_WRITTEN REQUEST:_ Repeat each of the records below word for word, leaving out the pictures.

_SUPPLIED RECORDS:_

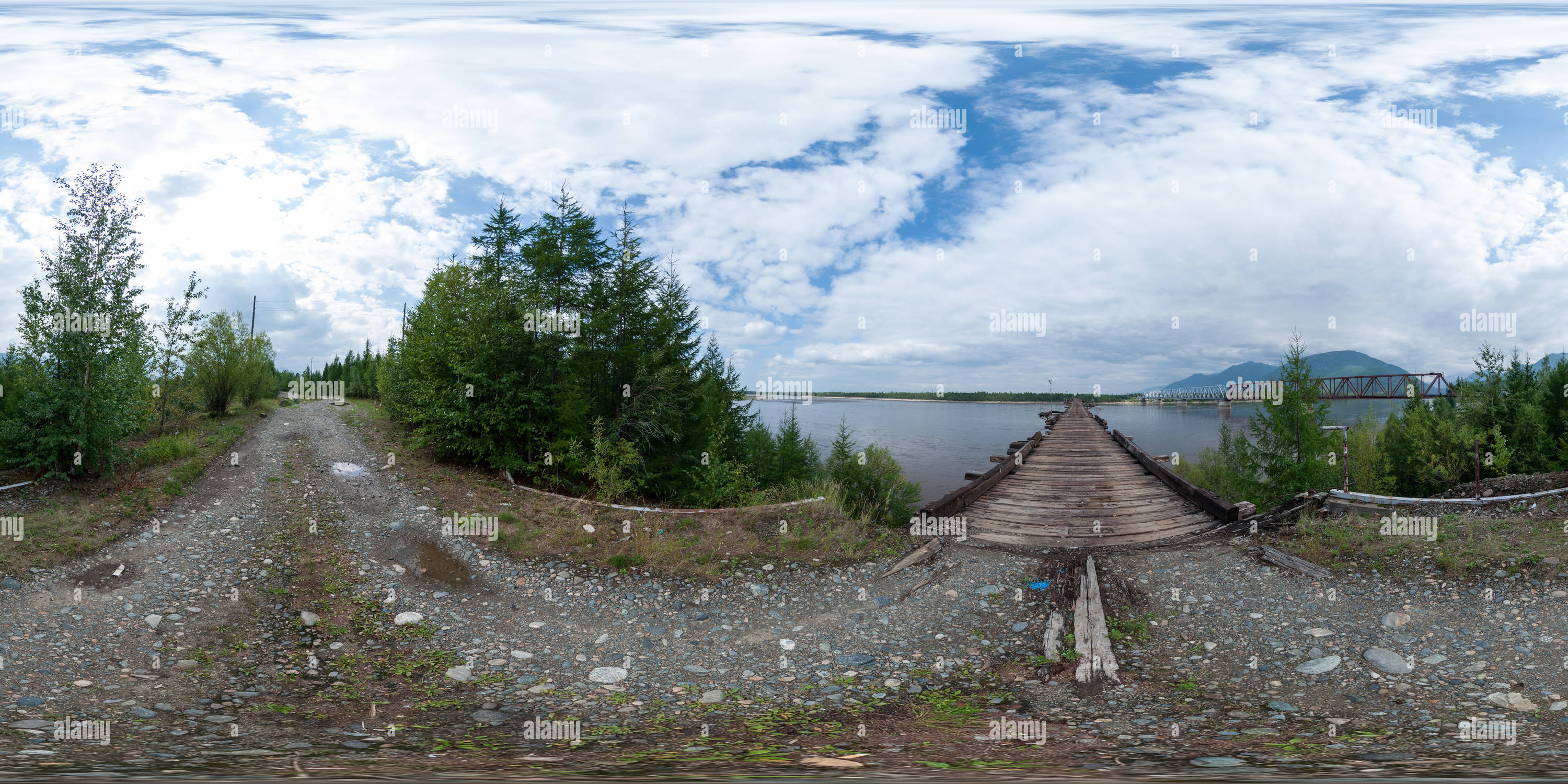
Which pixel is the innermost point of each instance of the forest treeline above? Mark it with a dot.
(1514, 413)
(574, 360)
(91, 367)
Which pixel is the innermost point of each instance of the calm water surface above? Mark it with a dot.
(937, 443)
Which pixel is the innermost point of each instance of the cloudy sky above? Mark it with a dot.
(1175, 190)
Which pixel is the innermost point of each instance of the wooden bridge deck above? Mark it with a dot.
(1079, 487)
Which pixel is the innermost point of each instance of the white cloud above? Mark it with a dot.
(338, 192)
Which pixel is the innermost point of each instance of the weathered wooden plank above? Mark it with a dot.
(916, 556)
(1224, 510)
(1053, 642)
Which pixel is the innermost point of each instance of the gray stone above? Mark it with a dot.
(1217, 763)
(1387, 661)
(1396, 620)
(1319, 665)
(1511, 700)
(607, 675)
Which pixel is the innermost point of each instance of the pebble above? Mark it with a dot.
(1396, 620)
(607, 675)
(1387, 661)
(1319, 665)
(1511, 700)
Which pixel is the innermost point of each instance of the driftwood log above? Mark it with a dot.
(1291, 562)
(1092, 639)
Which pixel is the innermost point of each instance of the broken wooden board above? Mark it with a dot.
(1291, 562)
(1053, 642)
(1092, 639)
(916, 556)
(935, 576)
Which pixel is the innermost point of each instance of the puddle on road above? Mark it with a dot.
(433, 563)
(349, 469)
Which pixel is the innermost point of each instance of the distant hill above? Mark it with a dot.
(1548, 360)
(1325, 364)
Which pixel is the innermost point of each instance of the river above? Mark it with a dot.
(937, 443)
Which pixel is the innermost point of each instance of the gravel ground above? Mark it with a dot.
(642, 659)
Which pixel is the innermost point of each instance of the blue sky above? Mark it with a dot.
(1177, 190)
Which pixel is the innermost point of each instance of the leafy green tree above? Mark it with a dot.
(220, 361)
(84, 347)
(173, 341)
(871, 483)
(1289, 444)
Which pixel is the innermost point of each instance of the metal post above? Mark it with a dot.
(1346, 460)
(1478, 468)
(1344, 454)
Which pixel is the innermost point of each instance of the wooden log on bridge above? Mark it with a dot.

_TASK RESULT:_
Which pixel is the innermost point of each instance of the forest treeline above? Mark it with a dot.
(1514, 413)
(574, 360)
(91, 367)
Which pixel is the innermost point of each instance of the calm water surface above? Mark it with a dot.
(937, 443)
Which pixel is the innermost point of each instance of the cloudy sky above? Mark it with a dot.
(1175, 190)
Which pixel is the innermost point of each instance of the wooden bridge deck above? Mark it with a dot.
(1079, 487)
Which pixel is the innermost point of each instance of the white cloud above? Mark it with a dot.
(338, 192)
Which pixel is the innermost point of each instance of the weathered wooden plank above? Mark it with a dot.
(916, 556)
(1224, 510)
(1053, 642)
Which pixel is the innermost point of each instance of the gray stone above? Mark it with a dot.
(1217, 763)
(1387, 661)
(1396, 620)
(1319, 665)
(1511, 700)
(607, 675)
Which pixel is the innermost point of each instance of the pebble above? Mark it with a dot.
(1396, 620)
(607, 675)
(1387, 661)
(1319, 665)
(1511, 700)
Which pixel is the innermost point of each instance of the driftwood log above? Mark it with a dot.
(1291, 562)
(1092, 639)
Which pixel is the innermost point of each instance of the broken wooden board above? Mark it with a dot.
(1291, 562)
(1053, 642)
(1092, 639)
(916, 556)
(935, 576)
Which pixel is the innermost point of each instance of the puddle on road above? Mark it with a dot.
(433, 563)
(349, 469)
Which pixel is the innermost point of each instance of the distant hill above? Mark it with a dot.
(1548, 360)
(1325, 364)
Which pixel is the innermost point of each instance of the river above? Mark it with a dot.
(937, 443)
Which pixel is the innermost point of each instance of the gravel ground above? Mark it with a dot.
(642, 659)
Which pixel is the innermost point of each instance of the blue sky above? Mark it with a dot.
(1177, 190)
Which pixel is the innermost point of each instance of the leafy green tree above? Mark it with a dot.
(220, 361)
(84, 347)
(173, 341)
(871, 483)
(1289, 444)
Which pixel is the innermost point of each instance of the metal post above? Mark it with a dot.
(1346, 460)
(1478, 468)
(1344, 454)
Which pixel is the innermost point of each instance of the wooden log on bridge above? Mark it with a dot.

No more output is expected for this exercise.